* **Teks yang Disediakan**:

Ke Desa Purbayani di Garut Dihuni Ratusan Anggota NII
Nama Negara Islam Indonesia (NII) kembali muncul ke permukaan. Itu terjadi setelah ada sejumlah mahasiswa dari beberapa perguruan tinggi yang mengaku direkrut bahkan dicuci otak oleh aktivis organisasi itu. Di Garut, ada sebuah desa yang dihuni para pengikut NII. Adakah kaitannya?
M HILMI SETIAWAN, Garut
DESA itu bernama Purbayani, terletak di Kecamatan Caringin, Kabupaten Garut. Jarak desa tersebut dari pusat kota kabupaten sekitar 107 kilometer. Untuk sampai di desa itu, kita harus melewati jalan pegunungan yang meliuk-liuk yang lebarnya sekitar empat meter. Di beberapa titik jalan, tikungan cukup tajam dan menukik curam. Titik-titik lainnya sangat menanjak.
Ketika nama NII mencuat ke permukaan, Desa Purbayani sering dikait-kaitkan. “Di sini tinggal 30 KK (kepala keluarga) anggota komunitas NII,” kata Kepala Desa Purbayani Heryanto kepada Jawa Pos (grup Sumut Pos).
Dengan jumlah anggota yang relatif besar itu, Purbayani disebut sebagai basis NII untuk wilayah Garut Selatan. Tokoh NII yang membawahkan wilayah Garut Selatan tersebut adalah H Iri. Yang bertindak sebagai wakil adalah Memed dan pelaksana harian adalah Wowo Wahyudin.
Ketika Jawa Pos berkunjung ke desa itu, tempat tinggal anggota komunitas NII berjarak sekitar lima kilometer di sisi utara kantor balai Desa Purbayani. Sekilas secara fisik rumah-rumah tersebut tidak berbeda jauh dari rumah warga lainnya. Bahkan rumah yang dihuni Iri, orang yang ditokohkan di kalangan komunitas NII, tampak sangat sederhana.
Meski disebut komunitas, pengikut NII di desa tersebut tidak tinggal dalam satu lokasi. Jika ada yang berkumpul, bisa dipastikan mereka masih sekeluarga.
Saat berkunjung ke rumah Iri, suasana terlihat sepi. Tidak tampak aktivitas apa pun. Hanya terdengar lirih sebuah alunan musik dengan lirik bahasa Sunda. “Mari masuk,” tutur Iri dalam bahasa Sunda.Pria kelahiran 1922 itu menyatakan menggunakan bahasa Sunda dalam kehidupan sehari-hari. Meski begitu, pria yang masih tekun menyambangi sawahnya tersebut bisa berbahasa Indonesia, walau sedikit.

* **Kumpulan Materi**:
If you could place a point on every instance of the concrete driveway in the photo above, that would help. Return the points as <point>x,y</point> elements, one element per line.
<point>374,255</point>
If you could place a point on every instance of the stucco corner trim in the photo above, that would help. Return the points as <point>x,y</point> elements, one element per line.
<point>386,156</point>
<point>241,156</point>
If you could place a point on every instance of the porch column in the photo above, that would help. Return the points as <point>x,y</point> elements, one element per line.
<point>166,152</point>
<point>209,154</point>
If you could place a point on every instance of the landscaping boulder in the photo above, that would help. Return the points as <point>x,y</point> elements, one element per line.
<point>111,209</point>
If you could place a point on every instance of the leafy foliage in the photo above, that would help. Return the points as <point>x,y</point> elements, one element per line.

* **Latihan**:
1) Sebutkan tokoh-tokoh NII wilayah Garut Selatan yang disebut dalam artikel tentang Desa Purbayani, beserta peran masing-masing.
2) Tolong salin tanpa perubahan bagian artikel tentang Desa Purbayani yang dimulai pada kata-kata berisi "M HILMI SETIAWAN, Garut" dan berakhir setelah "(grup Sumut Pos).".

* **Hasil Tiap Tugas**:
1)
H Iri: tokoh NII yang membawahkan wilayah Garut Selatan
Memed: wakil
Wowo Wahyudin: pelaksana harian

2)
M HILMI SETIAWAN, Garut
DESA itu bernama Purbayani, terletak di Kecamatan Caringin, Kabupaten Garut. Jarak desa tersebut dari pusat kota kabupaten sekitar 107 kilometer. Untuk sampai di desa itu, kita harus melewati jalan pegunungan yang meliuk-liuk yang lebarnya sekitar empat meter. Di beberapa titik jalan, tikungan cukup tajam dan menukik curam. Titik-titik lainnya sangat menanjak.
Ketika nama NII mencuat ke permukaan, Desa Purbayani sering dikait-kaitkan. “Di sini tinggal 30 KK (kepala keluarga) anggota komunitas NII,” kata Kepala Desa Purbayani Heryanto kepada Jawa Pos (grup Sumut Pos).